• **Try it**:
A faithful copy without images is required: write out all the records exactly.

• **Task material**:
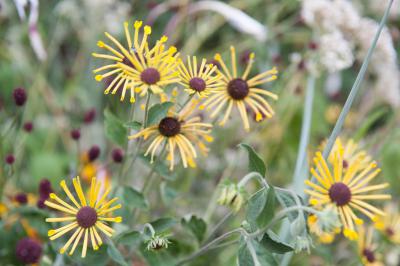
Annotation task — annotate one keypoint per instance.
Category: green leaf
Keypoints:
(163, 224)
(264, 256)
(286, 200)
(196, 225)
(256, 164)
(160, 168)
(371, 120)
(129, 238)
(157, 112)
(272, 242)
(114, 128)
(135, 125)
(158, 258)
(115, 255)
(268, 211)
(261, 208)
(134, 198)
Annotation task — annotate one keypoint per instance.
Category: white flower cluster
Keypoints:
(379, 7)
(345, 36)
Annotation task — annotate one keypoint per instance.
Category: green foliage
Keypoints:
(273, 243)
(264, 256)
(256, 164)
(129, 238)
(196, 225)
(114, 128)
(261, 208)
(115, 255)
(133, 198)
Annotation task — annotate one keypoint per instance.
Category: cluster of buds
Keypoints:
(231, 195)
(157, 242)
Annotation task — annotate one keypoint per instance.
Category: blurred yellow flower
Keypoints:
(178, 132)
(346, 189)
(351, 153)
(241, 92)
(138, 68)
(389, 225)
(326, 225)
(199, 80)
(86, 217)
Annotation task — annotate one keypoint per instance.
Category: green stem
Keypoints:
(356, 86)
(140, 142)
(298, 178)
(241, 231)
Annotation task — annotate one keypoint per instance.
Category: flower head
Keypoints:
(241, 92)
(178, 132)
(303, 242)
(157, 242)
(20, 96)
(198, 80)
(86, 217)
(232, 196)
(137, 68)
(347, 189)
(389, 225)
(28, 251)
(367, 248)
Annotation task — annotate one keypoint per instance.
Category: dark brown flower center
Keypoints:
(150, 76)
(197, 84)
(86, 217)
(128, 62)
(389, 231)
(238, 89)
(340, 194)
(369, 255)
(169, 127)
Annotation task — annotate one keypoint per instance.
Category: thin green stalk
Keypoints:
(350, 99)
(139, 146)
(356, 86)
(243, 232)
(124, 166)
(298, 178)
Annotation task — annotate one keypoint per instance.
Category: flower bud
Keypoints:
(28, 127)
(75, 134)
(93, 153)
(28, 251)
(157, 242)
(232, 196)
(20, 96)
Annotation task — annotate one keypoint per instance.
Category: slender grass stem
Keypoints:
(298, 178)
(356, 86)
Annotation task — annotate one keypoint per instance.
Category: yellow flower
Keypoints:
(197, 79)
(389, 225)
(351, 153)
(178, 132)
(86, 216)
(241, 92)
(367, 248)
(347, 190)
(138, 68)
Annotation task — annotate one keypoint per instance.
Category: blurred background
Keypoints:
(46, 46)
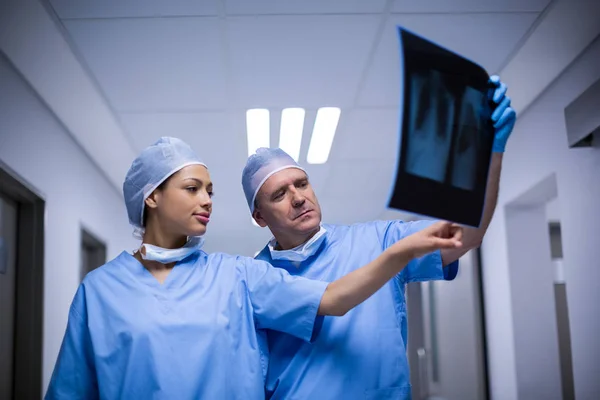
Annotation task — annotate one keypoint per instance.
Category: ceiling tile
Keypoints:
(367, 135)
(154, 64)
(362, 182)
(68, 9)
(258, 7)
(281, 62)
(487, 39)
(459, 6)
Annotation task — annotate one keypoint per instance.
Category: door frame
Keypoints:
(29, 285)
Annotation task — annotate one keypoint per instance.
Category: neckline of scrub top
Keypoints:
(175, 279)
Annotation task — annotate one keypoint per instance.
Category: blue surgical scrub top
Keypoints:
(192, 337)
(361, 355)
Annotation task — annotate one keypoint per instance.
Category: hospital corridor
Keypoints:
(269, 199)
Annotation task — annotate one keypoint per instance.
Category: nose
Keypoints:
(205, 201)
(298, 198)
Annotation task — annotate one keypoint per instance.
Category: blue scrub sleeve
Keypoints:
(427, 268)
(74, 375)
(283, 302)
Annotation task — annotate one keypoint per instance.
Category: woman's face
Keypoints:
(184, 204)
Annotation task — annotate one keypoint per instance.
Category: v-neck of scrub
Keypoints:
(175, 279)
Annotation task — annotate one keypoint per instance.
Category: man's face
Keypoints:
(288, 205)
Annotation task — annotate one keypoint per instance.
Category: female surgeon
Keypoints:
(173, 322)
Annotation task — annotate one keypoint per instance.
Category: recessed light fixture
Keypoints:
(257, 129)
(290, 134)
(323, 133)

• **Finished exercise**:
Annotation task — annotate one keypoint per instance.
Category: green leaf
Keypoints:
(163, 224)
(264, 256)
(286, 200)
(196, 225)
(256, 164)
(160, 168)
(371, 120)
(129, 238)
(157, 112)
(272, 242)
(114, 128)
(135, 125)
(158, 258)
(115, 255)
(268, 211)
(261, 208)
(134, 198)
Annotation task — annotate one keypoint per instance.
Category: white flower cluster
Keypoints:
(379, 7)
(345, 36)
Annotation task — annotate one keypoint per instance.
Category: green foliage
Keypoints:
(273, 243)
(264, 256)
(256, 164)
(129, 238)
(196, 225)
(114, 128)
(261, 208)
(115, 255)
(133, 198)
Annotation task — annotate one keypoint per instance.
Category: cluster of buds
Keypoints:
(231, 195)
(157, 242)
Annotation task — annotate one keypoint per instance.
Category: blurred yellow flower
Keypoints:
(178, 132)
(346, 189)
(351, 153)
(241, 92)
(138, 68)
(389, 225)
(326, 225)
(199, 80)
(86, 217)
Annotation task — annotate one keypoint per instance.
Category: green stem
Keypoints:
(356, 86)
(140, 142)
(298, 178)
(241, 231)
Annotation task — annotate one keypoint per instance.
Category: flower head
Keypoints:
(241, 92)
(178, 132)
(303, 242)
(157, 242)
(20, 96)
(198, 80)
(86, 217)
(232, 196)
(137, 68)
(347, 189)
(389, 225)
(28, 251)
(367, 248)
Annotation task — annotate one keypoint per instance.
Category: dark brown flower center
Keypoints:
(150, 76)
(197, 84)
(86, 217)
(128, 62)
(389, 231)
(238, 89)
(340, 194)
(369, 255)
(169, 127)
Annotation task — annotate one keypoint per instance.
Category: thin green stalk
Keypoints:
(350, 99)
(139, 146)
(356, 86)
(243, 232)
(124, 166)
(298, 178)
Annotation task — annotate one keypoint per instance.
Category: flower bud
Keypoints:
(28, 127)
(75, 134)
(93, 153)
(28, 251)
(157, 242)
(232, 196)
(20, 96)
Annotation task — annotate one keypoint per instance.
Category: slender grass stem
Keypoints:
(298, 178)
(356, 86)
Annotation task — annotate one keypoint per instance.
Category: yellow flower
Keypoints:
(197, 79)
(389, 225)
(351, 153)
(178, 132)
(86, 216)
(241, 92)
(367, 248)
(347, 190)
(138, 68)
Annotation task — annotate one keypoint per instance.
Category: blurred background
Keypoints:
(46, 46)
Annotation task — annotate one keypoint per instance.
Category: ceiling tile
Keypoints:
(367, 135)
(154, 64)
(362, 182)
(68, 9)
(258, 7)
(281, 62)
(487, 39)
(459, 6)
Annotation task — annotate one keypoint per instance.
Category: door frame
Keypoints:
(29, 285)
Annotation task — annotate one keypoint per instance.
Category: neckline of scrub top
Keypoints:
(175, 279)
Annotation task — annotate one keypoint per instance.
Category: blue surgical scrub top
Keypoints:
(192, 337)
(361, 355)
Annotation task — annotate one keypoint per instance.
Category: hospital corridor
Keypoints:
(269, 199)
Annotation task — annotate one keypoint per instance.
Category: nose
Keypoints:
(205, 201)
(298, 198)
Annotation task — annotate one keypoint per instance.
Category: blue scrub sleeve
Keypoints:
(427, 268)
(74, 375)
(283, 302)
Annotation task — annotate one keypoint per instance.
Category: woman's face
Keypoints:
(184, 204)
Annotation task — annotate one keypoint per instance.
Category: v-neck of scrub
Keypoints:
(175, 279)
Annotation task — annotate one keypoint per instance.
Category: man's face
Keypoints:
(288, 205)
Annotation task — annotate one keypoint per instance.
Category: female surgeon
Keypoints:
(173, 322)
Annotation task — annotate one keypoint per instance.
Category: recessed light fixture
Keypoints:
(257, 129)
(290, 134)
(323, 133)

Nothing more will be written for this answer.